THE RECORDS>
---
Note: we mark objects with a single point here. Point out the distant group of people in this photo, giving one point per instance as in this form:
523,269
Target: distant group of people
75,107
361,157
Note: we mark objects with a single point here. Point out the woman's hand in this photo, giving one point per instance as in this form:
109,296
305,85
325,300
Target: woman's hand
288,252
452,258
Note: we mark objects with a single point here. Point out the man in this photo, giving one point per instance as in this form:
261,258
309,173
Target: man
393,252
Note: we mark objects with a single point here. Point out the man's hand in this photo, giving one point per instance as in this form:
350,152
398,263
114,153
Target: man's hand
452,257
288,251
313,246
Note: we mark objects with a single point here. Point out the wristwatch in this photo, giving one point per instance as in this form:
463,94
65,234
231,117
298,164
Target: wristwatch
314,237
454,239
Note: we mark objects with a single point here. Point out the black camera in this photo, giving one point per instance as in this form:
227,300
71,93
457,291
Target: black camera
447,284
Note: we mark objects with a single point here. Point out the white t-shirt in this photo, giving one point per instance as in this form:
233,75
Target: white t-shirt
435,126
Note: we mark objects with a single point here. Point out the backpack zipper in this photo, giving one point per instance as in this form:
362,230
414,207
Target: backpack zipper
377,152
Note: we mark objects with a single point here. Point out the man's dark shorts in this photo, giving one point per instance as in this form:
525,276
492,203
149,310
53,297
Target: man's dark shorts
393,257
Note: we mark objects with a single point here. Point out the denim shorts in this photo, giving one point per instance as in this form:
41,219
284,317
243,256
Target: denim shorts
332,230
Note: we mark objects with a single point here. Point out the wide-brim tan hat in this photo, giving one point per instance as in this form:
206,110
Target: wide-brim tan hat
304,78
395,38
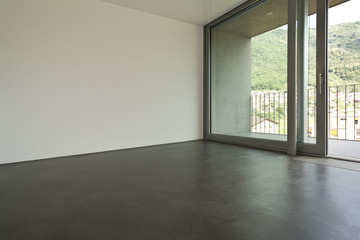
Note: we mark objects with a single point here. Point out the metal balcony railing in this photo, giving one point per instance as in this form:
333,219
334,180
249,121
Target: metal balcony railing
269,112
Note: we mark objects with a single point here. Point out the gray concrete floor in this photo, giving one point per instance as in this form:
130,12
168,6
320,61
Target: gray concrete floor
344,148
195,190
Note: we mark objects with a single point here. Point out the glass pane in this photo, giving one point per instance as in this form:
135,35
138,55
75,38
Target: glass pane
306,72
249,73
344,79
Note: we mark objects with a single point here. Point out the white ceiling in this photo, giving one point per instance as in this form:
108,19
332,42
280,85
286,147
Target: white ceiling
198,12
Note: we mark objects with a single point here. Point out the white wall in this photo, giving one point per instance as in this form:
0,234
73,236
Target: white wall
81,76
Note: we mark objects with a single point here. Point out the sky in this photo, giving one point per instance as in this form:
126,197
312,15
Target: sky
345,12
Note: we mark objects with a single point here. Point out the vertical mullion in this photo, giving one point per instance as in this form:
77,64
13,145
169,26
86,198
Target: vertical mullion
291,93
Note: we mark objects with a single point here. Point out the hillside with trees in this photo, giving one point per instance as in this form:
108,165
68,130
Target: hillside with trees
269,57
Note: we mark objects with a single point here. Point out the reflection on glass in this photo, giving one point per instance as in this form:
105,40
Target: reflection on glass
344,79
306,72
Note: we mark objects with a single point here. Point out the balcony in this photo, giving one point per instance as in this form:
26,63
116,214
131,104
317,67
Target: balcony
268,113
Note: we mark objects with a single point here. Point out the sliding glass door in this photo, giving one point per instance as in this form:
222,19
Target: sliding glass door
265,76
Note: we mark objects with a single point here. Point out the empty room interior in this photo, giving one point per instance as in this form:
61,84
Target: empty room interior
177,120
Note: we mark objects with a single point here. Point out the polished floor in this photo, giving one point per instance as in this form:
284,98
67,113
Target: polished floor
195,190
---
SET TASK> Quote each entry above verbatim and drop the pictures.

EXERCISE SOLUTION>
Note: we mark objects with a single point here. Point out the distant group of people in this photo, giving one point per instance as in this form:
523,269
Target: distant group of people
75,107
361,157
Note: we mark objects with a single point here. Point out the woman's hand in this photo, giving one point per instance as in this form:
109,296
305,85
325,300
Target: woman's hand
288,252
452,258
Note: we mark objects with a single point here. Point out the man in this photo, giving one point per instance as in this form:
261,258
309,173
Target: man
393,252
Note: we mark objects with a single point here. Point out the man's hand in this photo, giving one point per instance as in this form:
350,152
398,263
114,153
Target: man's hand
452,257
288,251
313,246
Note: we mark objects with a single point here. Point out the wristwatch in this photo, giving one point per instance as in this form:
463,94
65,234
231,117
298,164
Target: wristwatch
314,237
454,239
Note: we mark objects with a single point here. Point out the black camera in this photo, giving one point per instance as in this form:
227,300
71,93
457,291
Target: black camera
447,284
Note: we mark objects with a single point here. Point out the white t-shirt in this photo, giving one point per instance as in this form:
233,75
Target: white t-shirt
435,126
Note: we mark objects with a single point here. Point out the backpack zipper in this photo, giving one point per instance as in this form:
362,230
414,207
Target: backpack zipper
377,152
Note: we mark objects with a single point here. Point out the man's dark shorts in this photo, giving one point per instance as in this form:
525,276
492,203
149,310
53,297
Target: man's dark shorts
393,257
Note: we mark objects with a single point here. Point out the denim shorts in this photo, giving one point per instance as in this form:
41,219
284,317
243,256
Target: denim shorts
332,230
Note: we mark objects with a single point here. Point out the wide-brim tan hat in this photo, giving one point per instance as in this form:
206,110
Target: wide-brim tan hat
304,78
395,38
Note: we mark objects with a single point here. Point out the metal balcony railing in this photo, giving one point per instance as in this form:
333,219
334,180
249,121
Target: metal balcony railing
269,112
Note: we mark objects with a single point here. Point out the gray concrete floor in this photo, giving one point per instance as in this form:
130,12
168,6
320,61
Target: gray concrete floor
344,148
195,190
Note: we mark objects with a single point here. Point out the glass pane in this photo, giving one point per instance as in this form:
135,35
138,55
75,38
Target: glass pane
306,72
249,73
344,79
Note: we mark objects with a single point here. Point out the white ceiling in this photo, giving one point per instance as in this form:
108,19
332,42
280,85
286,147
Target: white ceiling
198,12
Note: we mark objects with a single point here. Point out the white wall in this photo, giving one point per instance as in this form:
0,234
73,236
Target: white wall
81,76
Note: we mark objects with a single point here. Point out the sky in this photo, giving one point per instance as in this form:
126,197
312,15
Target: sky
345,12
Note: we mark objects with a single point here. Point out the vertical mullion in this photo, giving one point per instance as in this form:
77,64
13,145
169,26
86,198
Target: vertical mullion
291,93
Note: we mark objects with a single point here. Point out the hillside with trees in this photo, giving one point per instance as in this form:
108,165
68,130
Target: hillside with trees
269,57
Note: we mark objects with a single point here. Point out the reflection on glass in this photo, giving one point per instance as in this form:
105,40
Target: reflection on glass
344,79
306,72
Note: we mark objects with a single point here. Point out the balcony in this photo, giving one point per instance as in this form:
26,63
116,214
131,104
317,67
Target: balcony
268,113
Note: we mark objects with a single point here. Point out the sliding glass door in this photo, giving one point per instance as in this form:
222,19
Target: sliding glass door
265,76
Note: we mark objects with a single point here. Point out the empty room interior in this photo, giving one point per instance as in this form:
61,84
Target: empty room interior
177,120
Note: we mark objects with a single point here. Point out the polished floor in this photo, giving one point per instance as in this form:
284,98
67,113
Target: polished floor
195,190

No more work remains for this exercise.